- [Aim of the exercise] Would you copy the records exactly, leaving the pictures out?

- [Exercise data]
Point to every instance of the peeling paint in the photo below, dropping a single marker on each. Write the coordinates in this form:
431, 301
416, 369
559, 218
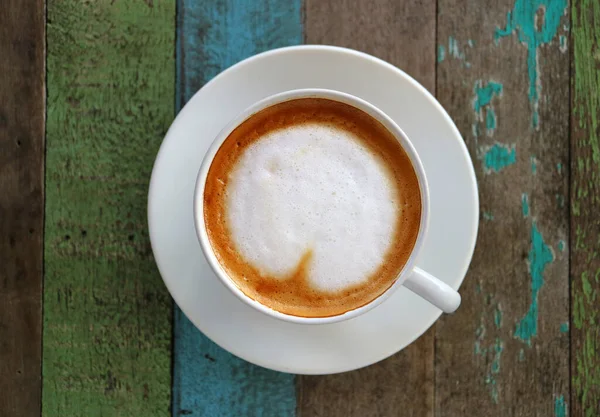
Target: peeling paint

- [Response]
Point to every instance of the peeling paint in the photo below, dropping a single marker on each. Write the coordinates in this form:
431, 301
416, 369
559, 218
Target: peeling paint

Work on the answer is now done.